* Stated task 1
In the entries, edit the stretch from the line containing "of the headlight" through the line containing "column 401, row 273". Replace "headlight" with "taillight", leave everything else unchanged, and return only those lines.

* Text section
-*-

The Strait Gate by Daniel Jütte
Author:Daniel Jütte [Jutte, Daniel]
Language: eng
Format: epub
Publisher: Yale University Press
Published: 2015-07-14T16:00:00+00:00
Figure 28. De iniuriis per scripta (On wrongs committed with writing). Woodcut from Joos de Damhouder, Praxis rerum criminalium (Antwerp, 1601).
As Damhouder notes in another section of his book, it was quite common to defame a people by affixing libel as well as objects to their doors (uspiam ad valvas).61 From an early modern perspective, it was a particularly grave insult. Many contemporary jurists argued that affixing libel to doors and walls should be considered injurious not only to victims’ personal honor, but also to their “domestic peace” (Hausfrieden).62 The specific content of the libel might affect the degree of insult, but it was the act of illegally affixing it that constituted the injury to the honor and peace of the house.

-*-

* Stated task 2
Condense the paragraph of the libel passage that begins "As Damhouder notes" into a shorter version that keeps its main facts.

* Information shown
-*-

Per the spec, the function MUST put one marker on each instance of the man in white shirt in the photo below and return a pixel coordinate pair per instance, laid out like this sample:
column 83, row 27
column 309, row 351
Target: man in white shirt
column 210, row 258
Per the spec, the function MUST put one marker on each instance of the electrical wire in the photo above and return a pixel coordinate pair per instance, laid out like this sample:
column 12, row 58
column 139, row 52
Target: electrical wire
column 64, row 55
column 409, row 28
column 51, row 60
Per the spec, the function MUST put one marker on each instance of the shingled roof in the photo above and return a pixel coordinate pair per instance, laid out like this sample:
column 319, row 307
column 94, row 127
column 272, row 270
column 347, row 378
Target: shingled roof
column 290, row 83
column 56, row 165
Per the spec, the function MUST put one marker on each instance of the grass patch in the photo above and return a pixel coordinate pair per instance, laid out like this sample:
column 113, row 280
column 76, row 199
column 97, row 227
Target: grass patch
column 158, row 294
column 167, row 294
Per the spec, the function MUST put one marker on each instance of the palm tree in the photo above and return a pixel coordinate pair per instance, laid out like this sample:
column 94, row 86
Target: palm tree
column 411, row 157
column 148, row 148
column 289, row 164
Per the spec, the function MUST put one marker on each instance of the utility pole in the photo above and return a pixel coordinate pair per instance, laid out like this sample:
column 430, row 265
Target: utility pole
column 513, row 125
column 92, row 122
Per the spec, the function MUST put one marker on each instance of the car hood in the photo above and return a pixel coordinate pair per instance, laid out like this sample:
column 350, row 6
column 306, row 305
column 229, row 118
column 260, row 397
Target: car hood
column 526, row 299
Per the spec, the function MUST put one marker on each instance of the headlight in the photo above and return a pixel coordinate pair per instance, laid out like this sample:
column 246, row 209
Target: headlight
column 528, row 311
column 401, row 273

-*-

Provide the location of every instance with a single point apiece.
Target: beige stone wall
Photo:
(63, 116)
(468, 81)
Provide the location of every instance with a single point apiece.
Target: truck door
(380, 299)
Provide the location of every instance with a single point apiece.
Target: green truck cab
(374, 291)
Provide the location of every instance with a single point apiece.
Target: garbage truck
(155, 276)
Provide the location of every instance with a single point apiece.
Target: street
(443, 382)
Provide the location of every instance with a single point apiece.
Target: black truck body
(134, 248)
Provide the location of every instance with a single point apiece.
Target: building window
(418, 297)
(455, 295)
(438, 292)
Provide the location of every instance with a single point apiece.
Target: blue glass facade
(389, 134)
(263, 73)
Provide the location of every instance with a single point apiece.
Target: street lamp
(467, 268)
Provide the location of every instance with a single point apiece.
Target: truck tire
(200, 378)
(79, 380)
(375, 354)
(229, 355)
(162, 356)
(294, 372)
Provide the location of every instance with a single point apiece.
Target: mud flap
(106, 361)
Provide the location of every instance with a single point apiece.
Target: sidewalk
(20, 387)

-*-

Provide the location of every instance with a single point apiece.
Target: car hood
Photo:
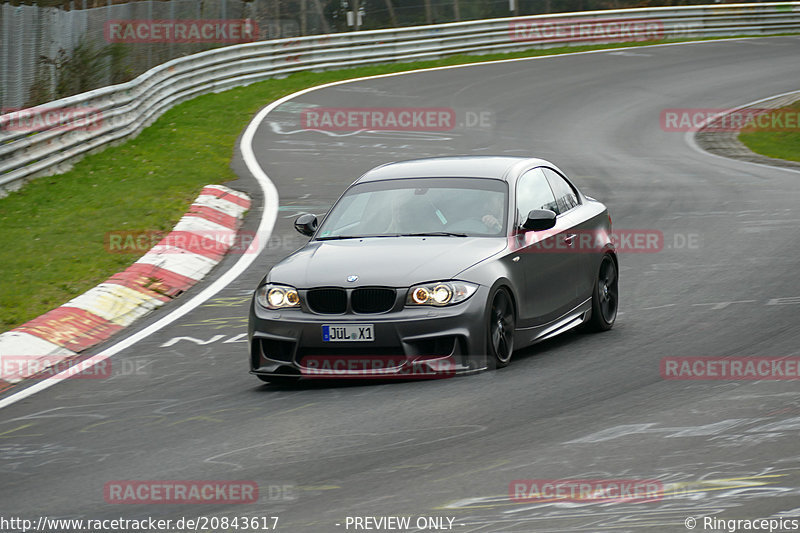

-*-

* Correct response 1
Per the spec, the function MUST put one marker on each instance of the taillight in the photo above and return a pixel coordinate pair per instance, laid out like this sample:
column 246, row 209
Target: taillight
column 528, row 311
column 401, row 273

* Correct response 2
Damhouder notes that people were commonly defamed by having libel or objects affixed to their doors (uspiam ad valvas), which early modern society regarded as an especially grave insult. Many jurists held that libel on doors and walls injured both the victim's personal honor and their "domestic peace" (Hausfrieden). The content could affect how severe the insult was, but the illegal act of affixing it was what injured the honor and peace of the house.